> [PROBLEM STATEMENT]: Scale the data from the line containing "Is there any man standing" through the line containing "[7, 335, 796, 553]". Write out every line of that stretch, multiply each bounding-box coordinate in the answers by 2.3, and round to whole numbers, with halves going up. Leave all other lines and numbers as they are, and give only that stretch.
·····
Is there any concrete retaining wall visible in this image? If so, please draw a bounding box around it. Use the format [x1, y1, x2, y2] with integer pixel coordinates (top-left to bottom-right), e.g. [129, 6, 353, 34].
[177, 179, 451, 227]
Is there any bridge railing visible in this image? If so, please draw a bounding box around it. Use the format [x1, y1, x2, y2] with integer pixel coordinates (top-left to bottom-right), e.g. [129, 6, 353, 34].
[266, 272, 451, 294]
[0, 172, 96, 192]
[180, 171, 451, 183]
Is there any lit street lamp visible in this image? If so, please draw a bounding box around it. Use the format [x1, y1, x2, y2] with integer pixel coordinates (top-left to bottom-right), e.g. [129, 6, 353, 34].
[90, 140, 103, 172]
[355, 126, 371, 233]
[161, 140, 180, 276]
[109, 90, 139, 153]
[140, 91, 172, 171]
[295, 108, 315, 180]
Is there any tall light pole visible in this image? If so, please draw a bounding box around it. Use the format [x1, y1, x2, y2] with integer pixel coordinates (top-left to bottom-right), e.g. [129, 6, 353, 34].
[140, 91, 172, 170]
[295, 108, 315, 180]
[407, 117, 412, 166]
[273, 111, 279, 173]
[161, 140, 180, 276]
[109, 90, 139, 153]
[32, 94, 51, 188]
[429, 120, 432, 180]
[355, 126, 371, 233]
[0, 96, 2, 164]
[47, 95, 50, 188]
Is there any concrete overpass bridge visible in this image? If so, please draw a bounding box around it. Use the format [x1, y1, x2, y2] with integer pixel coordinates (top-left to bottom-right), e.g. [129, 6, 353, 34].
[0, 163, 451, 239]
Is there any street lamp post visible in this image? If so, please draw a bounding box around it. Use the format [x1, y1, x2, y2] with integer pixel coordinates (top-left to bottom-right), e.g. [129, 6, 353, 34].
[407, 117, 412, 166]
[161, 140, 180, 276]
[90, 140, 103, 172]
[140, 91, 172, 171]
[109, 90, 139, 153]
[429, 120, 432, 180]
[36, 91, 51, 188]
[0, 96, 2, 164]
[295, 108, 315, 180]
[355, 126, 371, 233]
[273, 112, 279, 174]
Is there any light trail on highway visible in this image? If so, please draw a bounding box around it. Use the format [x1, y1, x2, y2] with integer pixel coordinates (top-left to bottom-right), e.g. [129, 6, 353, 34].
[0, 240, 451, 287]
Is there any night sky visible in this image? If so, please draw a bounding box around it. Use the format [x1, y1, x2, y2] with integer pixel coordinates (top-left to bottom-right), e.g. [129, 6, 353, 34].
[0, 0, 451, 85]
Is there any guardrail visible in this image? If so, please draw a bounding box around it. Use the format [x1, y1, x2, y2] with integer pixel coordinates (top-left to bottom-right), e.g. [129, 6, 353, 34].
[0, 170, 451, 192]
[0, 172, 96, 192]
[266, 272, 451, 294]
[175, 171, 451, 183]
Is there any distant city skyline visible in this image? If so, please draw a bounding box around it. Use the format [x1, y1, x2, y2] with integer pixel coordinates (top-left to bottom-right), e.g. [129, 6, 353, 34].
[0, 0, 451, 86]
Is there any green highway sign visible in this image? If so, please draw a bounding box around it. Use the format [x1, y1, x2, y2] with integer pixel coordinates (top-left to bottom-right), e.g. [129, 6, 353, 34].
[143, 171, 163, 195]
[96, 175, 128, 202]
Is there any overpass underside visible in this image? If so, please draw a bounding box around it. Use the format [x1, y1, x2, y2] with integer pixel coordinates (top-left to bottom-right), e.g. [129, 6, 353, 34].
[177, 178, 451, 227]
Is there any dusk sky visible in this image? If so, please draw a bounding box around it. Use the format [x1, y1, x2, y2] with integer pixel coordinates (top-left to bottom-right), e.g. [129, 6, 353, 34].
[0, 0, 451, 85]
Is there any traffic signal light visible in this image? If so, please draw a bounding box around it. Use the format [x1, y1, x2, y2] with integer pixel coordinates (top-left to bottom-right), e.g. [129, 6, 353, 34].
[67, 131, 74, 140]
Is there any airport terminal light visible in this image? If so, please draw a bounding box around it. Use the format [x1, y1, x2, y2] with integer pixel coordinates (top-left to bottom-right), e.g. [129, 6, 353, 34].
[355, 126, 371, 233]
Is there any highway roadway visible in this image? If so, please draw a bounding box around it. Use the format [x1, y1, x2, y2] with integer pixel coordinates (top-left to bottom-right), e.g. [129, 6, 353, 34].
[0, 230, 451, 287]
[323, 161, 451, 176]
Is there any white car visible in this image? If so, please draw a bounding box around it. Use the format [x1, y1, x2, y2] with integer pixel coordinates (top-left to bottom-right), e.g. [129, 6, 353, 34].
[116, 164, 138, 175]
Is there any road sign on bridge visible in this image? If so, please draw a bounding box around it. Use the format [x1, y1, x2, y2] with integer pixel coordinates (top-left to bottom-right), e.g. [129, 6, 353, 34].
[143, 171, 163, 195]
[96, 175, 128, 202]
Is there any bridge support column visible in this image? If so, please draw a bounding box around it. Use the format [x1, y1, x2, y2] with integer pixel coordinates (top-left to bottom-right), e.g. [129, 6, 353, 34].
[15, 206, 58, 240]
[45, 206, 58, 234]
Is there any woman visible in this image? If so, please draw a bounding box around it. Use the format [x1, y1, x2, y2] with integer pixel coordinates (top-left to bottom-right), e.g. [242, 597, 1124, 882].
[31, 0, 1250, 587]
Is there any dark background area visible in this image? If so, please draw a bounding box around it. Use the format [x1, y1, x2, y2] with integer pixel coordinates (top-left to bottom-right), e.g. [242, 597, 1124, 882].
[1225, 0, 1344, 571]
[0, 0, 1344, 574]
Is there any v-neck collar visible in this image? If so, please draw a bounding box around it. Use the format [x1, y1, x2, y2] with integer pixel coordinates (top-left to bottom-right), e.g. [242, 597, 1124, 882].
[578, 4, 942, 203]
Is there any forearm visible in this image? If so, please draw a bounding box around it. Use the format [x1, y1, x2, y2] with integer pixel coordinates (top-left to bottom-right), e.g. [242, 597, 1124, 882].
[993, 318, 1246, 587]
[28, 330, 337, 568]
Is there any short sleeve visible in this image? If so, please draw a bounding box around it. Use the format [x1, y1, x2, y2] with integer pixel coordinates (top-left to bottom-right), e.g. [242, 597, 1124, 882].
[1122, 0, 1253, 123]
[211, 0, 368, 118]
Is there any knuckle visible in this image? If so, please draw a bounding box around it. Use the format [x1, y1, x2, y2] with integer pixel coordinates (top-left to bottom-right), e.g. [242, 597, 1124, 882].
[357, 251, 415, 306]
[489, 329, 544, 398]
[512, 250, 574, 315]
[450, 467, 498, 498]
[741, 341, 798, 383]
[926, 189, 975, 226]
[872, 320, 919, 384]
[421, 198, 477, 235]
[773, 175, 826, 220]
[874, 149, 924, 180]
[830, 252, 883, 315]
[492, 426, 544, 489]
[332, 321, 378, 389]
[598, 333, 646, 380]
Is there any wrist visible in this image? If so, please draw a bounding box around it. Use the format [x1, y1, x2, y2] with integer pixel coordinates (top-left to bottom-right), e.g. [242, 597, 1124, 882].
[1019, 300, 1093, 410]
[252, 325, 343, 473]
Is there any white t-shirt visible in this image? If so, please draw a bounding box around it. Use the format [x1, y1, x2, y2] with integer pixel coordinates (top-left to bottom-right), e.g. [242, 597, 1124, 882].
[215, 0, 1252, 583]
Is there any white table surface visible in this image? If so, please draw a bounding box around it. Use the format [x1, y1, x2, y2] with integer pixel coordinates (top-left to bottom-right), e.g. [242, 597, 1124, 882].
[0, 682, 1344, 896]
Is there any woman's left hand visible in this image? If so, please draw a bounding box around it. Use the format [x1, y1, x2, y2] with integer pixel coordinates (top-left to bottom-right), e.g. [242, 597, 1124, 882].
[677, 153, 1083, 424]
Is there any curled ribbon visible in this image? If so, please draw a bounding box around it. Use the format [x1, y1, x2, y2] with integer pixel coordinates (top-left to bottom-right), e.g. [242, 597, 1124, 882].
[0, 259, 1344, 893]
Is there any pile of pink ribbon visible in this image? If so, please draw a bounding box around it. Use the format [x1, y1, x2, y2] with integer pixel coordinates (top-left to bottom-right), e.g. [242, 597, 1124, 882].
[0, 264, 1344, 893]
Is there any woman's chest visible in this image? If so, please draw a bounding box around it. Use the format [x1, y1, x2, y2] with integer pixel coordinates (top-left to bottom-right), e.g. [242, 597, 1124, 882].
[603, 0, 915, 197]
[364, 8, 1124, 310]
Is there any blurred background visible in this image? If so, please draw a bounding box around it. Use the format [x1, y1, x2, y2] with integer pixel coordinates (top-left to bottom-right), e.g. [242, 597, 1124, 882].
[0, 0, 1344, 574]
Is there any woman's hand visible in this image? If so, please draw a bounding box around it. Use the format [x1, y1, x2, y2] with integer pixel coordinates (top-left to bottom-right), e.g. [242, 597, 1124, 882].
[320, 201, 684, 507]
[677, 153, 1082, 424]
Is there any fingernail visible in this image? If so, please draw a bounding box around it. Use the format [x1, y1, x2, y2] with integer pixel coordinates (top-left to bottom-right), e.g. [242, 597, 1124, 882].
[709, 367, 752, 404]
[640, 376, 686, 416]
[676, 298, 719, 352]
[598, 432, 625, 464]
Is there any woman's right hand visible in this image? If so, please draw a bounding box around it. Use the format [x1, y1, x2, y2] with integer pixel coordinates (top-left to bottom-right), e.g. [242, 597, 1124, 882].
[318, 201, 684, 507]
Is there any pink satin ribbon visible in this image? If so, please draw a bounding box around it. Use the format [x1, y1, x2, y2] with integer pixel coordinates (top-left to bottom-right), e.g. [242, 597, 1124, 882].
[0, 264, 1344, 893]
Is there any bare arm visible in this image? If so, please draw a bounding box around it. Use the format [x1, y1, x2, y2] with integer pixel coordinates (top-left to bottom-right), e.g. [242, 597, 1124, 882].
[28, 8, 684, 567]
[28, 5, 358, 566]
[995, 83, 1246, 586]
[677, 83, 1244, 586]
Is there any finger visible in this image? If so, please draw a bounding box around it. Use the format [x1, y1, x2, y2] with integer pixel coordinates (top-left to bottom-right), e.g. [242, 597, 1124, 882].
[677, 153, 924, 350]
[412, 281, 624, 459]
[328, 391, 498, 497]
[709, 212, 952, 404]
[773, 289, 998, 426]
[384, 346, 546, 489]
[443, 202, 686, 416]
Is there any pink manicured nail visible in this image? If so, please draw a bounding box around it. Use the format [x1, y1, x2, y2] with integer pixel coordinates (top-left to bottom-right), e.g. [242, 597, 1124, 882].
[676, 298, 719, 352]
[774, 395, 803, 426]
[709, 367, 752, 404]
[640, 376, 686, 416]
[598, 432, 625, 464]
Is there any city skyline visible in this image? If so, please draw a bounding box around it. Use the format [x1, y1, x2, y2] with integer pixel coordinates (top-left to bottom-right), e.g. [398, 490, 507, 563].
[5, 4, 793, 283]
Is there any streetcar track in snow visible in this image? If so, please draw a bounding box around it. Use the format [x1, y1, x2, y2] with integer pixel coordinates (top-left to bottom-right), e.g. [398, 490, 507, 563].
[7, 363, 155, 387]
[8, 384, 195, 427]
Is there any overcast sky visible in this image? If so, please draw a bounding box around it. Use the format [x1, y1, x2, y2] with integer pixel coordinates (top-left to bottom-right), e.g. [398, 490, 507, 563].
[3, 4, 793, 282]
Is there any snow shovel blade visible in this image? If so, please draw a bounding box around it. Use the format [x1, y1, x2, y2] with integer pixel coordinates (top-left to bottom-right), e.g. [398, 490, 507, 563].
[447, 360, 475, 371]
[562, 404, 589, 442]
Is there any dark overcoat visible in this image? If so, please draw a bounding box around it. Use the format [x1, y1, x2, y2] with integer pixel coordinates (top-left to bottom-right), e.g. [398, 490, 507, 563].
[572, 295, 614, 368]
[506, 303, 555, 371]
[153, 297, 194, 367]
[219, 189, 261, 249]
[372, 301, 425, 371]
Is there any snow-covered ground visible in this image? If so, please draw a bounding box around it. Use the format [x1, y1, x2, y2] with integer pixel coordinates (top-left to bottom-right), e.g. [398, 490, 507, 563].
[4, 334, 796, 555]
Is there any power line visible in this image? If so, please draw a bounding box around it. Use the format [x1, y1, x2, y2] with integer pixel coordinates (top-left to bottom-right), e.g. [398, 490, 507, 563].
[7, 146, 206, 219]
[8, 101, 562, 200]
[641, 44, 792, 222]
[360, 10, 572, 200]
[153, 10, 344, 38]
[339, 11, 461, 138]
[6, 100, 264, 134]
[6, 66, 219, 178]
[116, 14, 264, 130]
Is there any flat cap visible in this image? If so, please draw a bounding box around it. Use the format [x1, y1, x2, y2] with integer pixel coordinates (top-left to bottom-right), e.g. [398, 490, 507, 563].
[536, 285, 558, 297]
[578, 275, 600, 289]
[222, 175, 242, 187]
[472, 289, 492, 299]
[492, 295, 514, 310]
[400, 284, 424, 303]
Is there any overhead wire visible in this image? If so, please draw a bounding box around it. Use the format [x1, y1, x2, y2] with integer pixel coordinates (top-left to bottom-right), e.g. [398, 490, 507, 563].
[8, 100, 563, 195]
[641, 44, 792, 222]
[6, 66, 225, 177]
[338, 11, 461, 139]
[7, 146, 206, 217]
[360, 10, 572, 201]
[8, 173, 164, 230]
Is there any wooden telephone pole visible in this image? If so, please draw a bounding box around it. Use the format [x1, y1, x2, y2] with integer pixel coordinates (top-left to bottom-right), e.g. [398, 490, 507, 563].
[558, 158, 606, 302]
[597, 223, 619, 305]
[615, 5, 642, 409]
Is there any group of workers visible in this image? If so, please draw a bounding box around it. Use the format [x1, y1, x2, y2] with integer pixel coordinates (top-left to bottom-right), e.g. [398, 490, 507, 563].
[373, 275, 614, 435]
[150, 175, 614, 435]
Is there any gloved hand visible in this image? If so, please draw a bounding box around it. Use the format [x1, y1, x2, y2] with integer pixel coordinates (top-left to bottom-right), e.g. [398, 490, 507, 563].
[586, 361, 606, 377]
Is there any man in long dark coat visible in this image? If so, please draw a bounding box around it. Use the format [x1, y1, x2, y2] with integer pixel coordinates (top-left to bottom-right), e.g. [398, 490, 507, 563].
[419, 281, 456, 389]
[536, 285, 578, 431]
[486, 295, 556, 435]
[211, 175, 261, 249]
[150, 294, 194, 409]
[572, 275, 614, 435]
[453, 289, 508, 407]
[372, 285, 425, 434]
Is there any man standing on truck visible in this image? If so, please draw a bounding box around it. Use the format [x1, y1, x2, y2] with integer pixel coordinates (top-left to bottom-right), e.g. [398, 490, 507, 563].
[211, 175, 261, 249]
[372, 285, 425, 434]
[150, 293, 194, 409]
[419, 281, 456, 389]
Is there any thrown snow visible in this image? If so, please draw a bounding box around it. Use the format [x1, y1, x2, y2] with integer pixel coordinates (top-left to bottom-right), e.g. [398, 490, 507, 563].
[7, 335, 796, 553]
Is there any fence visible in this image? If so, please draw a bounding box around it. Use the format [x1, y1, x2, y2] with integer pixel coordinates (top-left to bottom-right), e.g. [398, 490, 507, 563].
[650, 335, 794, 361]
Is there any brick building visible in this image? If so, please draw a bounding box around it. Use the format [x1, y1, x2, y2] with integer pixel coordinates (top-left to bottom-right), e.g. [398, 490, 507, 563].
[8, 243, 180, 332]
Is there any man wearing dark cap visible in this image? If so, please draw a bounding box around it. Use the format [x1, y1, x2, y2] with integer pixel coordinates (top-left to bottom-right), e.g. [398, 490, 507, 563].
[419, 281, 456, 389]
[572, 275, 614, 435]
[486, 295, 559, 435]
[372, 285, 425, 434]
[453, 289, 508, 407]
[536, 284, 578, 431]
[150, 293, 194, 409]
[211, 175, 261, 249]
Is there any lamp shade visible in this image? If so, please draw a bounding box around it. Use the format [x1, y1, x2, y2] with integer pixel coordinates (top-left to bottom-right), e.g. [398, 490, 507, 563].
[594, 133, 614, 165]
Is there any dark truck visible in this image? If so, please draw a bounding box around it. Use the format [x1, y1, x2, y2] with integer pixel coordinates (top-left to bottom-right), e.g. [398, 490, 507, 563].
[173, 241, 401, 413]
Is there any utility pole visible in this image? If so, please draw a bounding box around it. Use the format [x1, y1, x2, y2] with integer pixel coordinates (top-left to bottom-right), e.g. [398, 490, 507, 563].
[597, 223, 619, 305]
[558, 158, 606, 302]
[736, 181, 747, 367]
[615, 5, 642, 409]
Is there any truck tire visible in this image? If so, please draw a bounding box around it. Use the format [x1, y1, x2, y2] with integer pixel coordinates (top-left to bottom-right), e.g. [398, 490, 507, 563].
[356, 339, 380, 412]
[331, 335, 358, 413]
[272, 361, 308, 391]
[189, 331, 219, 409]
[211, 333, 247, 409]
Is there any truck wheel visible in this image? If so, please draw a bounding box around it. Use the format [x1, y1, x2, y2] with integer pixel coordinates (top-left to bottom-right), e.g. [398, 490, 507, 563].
·····
> [OUTPUT FOR THIS EXERCISE]:
Is there any man standing on truck visible in this image? If so, please draw a bounding box around it. Use the format [x1, y1, x2, y2] with integer pixel coordinates (top-left to bottom-right), e.g. [398, 490, 507, 563].
[485, 403, 600, 573]
[856, 656, 978, 998]
[345, 674, 446, 941]
[964, 646, 1049, 895]
Is there any thrown snow visible in this image? If so, please draw a bounding box around it. Use the format [x1, y1, x2, y2] with integer pixel coordinates (top-left to bottom-right), e.g. [398, 490, 507, 563].
[16, 771, 1831, 1272]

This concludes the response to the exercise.